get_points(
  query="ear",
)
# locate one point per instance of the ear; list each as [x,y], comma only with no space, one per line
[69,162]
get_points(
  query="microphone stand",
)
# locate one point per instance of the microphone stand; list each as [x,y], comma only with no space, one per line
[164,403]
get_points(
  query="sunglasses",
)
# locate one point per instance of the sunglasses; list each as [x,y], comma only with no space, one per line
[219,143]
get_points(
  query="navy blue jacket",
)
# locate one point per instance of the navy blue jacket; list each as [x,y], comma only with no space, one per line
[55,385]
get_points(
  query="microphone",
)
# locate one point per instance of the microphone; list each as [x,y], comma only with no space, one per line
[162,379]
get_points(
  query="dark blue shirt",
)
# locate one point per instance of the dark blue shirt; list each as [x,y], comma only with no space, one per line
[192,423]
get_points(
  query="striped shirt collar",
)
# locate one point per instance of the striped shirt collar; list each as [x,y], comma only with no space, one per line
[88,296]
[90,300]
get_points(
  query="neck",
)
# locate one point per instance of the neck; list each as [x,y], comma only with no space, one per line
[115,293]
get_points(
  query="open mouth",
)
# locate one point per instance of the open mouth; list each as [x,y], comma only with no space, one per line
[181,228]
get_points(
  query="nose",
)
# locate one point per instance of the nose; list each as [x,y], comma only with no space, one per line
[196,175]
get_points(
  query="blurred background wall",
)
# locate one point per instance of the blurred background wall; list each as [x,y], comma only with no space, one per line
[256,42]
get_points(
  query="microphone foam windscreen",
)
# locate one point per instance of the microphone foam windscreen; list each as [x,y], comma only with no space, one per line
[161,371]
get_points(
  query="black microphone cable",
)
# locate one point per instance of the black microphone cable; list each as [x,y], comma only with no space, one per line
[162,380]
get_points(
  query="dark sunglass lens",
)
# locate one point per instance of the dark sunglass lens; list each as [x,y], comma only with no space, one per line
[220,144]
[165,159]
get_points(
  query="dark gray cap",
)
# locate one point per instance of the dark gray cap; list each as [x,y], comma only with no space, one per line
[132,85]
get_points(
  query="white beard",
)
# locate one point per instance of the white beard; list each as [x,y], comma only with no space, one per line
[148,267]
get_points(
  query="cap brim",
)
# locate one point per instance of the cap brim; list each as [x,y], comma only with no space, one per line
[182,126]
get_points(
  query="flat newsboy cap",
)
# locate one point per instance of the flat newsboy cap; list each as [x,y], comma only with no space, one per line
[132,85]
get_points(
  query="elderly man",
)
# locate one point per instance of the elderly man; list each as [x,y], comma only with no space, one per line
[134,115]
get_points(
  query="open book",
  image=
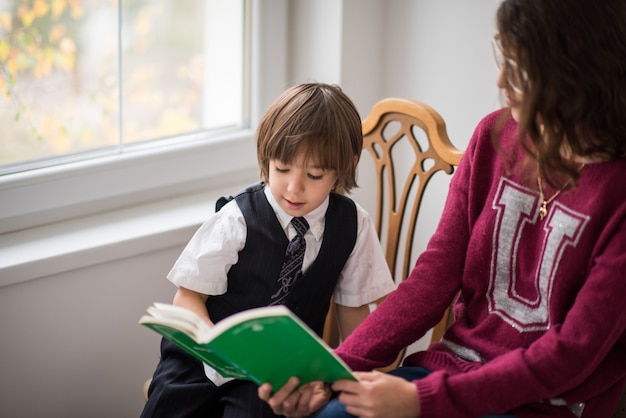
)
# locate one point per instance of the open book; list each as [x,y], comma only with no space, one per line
[268,344]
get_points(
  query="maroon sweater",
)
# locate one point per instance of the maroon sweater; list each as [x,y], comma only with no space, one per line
[540,321]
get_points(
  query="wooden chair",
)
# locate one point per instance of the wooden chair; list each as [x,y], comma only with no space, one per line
[401,180]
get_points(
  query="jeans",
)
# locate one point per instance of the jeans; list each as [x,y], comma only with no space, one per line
[335,409]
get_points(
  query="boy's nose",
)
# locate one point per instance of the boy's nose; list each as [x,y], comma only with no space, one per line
[295,185]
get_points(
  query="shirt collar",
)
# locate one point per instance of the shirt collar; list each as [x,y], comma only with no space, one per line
[315,218]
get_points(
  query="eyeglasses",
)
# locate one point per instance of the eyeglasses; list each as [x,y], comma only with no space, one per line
[515,76]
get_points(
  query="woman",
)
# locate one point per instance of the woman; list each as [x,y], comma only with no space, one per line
[536,221]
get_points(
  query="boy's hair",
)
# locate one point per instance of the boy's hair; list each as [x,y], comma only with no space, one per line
[315,120]
[574,53]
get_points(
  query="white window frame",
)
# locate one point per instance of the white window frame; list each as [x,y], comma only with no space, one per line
[54,194]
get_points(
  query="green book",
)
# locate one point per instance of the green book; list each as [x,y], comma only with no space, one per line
[268,344]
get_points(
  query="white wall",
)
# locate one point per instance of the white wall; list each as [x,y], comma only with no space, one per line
[70,345]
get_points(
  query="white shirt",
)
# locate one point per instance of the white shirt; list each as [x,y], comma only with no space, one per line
[204,263]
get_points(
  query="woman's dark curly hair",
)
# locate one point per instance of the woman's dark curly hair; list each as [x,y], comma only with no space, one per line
[574,53]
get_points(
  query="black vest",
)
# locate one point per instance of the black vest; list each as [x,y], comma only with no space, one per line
[252,279]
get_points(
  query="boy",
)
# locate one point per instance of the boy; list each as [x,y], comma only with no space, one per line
[308,146]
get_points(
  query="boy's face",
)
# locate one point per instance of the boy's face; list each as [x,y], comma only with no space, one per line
[301,186]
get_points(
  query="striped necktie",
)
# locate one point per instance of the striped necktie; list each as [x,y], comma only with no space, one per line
[292,264]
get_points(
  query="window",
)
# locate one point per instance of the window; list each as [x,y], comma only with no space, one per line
[129,173]
[85,77]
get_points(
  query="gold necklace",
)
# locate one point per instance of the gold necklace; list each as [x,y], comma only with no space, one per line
[543,209]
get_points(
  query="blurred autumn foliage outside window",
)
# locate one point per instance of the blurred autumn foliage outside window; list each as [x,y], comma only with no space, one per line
[78,76]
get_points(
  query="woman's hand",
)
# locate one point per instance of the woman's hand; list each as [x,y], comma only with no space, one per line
[292,401]
[378,394]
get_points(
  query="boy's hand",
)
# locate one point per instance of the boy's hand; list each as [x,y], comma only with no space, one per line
[292,401]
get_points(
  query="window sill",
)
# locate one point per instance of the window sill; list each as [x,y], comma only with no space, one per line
[68,245]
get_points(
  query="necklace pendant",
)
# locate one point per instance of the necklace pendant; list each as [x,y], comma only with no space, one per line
[543,211]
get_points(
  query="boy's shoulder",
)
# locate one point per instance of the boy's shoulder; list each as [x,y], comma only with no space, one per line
[219,204]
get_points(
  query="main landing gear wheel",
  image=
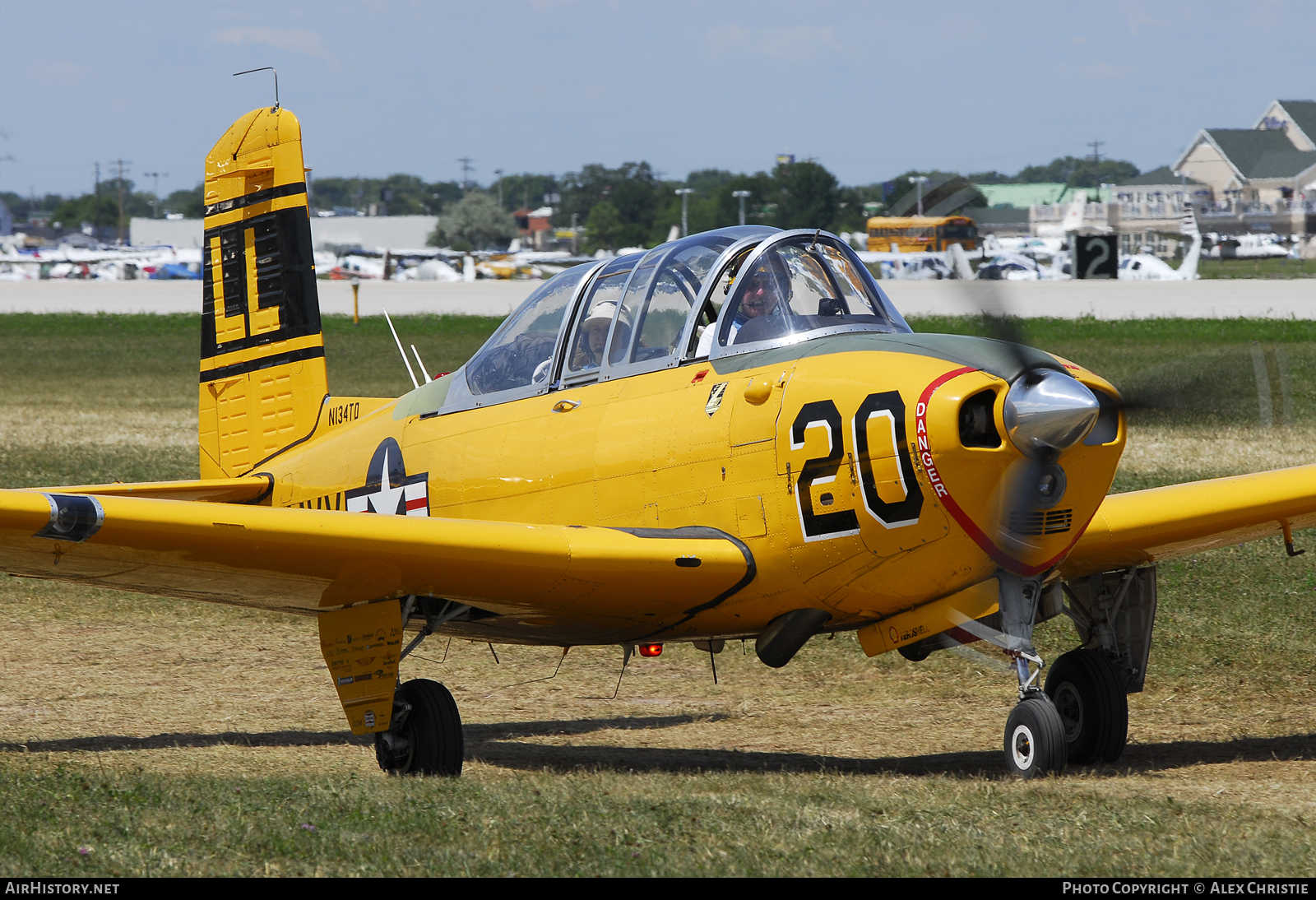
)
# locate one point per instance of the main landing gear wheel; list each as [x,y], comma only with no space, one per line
[1035,739]
[429,741]
[1094,708]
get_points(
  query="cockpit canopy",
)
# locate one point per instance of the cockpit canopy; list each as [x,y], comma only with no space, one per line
[711,295]
[798,285]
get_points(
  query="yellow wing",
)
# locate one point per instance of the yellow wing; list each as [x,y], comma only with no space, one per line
[1145,527]
[599,582]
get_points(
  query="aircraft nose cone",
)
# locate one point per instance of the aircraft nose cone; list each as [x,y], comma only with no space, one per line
[1048,412]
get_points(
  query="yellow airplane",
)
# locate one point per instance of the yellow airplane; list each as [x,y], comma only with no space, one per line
[730,436]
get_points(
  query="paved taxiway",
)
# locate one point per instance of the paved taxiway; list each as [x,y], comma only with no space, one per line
[1208,299]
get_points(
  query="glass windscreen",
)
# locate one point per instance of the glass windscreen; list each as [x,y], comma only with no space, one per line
[520,353]
[800,285]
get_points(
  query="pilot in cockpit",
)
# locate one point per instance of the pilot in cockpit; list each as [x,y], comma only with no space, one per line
[767,291]
[594,335]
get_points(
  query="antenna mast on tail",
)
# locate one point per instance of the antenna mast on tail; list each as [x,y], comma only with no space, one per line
[271,68]
[405,361]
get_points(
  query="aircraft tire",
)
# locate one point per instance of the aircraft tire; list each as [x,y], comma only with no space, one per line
[433,732]
[1094,708]
[1035,739]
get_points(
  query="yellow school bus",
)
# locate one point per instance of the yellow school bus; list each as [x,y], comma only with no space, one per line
[914,233]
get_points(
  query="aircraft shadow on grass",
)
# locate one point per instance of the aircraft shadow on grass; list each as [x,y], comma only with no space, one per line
[498,744]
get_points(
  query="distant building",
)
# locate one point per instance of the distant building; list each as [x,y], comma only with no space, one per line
[1261,178]
[1022,197]
[535,226]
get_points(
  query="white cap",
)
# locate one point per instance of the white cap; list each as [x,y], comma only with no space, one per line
[603,312]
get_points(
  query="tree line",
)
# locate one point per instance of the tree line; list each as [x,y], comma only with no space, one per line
[628,206]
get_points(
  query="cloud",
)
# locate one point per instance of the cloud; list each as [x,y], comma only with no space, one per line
[296,39]
[794,45]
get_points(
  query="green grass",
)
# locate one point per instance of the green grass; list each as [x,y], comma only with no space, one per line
[625,824]
[1281,267]
[1216,782]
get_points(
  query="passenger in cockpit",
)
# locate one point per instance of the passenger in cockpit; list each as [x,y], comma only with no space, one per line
+++
Request:
Pull out every line in the entries above that contains the string "cone", treating uppercase and lowercase as different.

Solved exercise:
  query="aircraft nose cone",
# locate one point per instance of the aircraft nose cone; list each as [x,y], comma only with no space, one per line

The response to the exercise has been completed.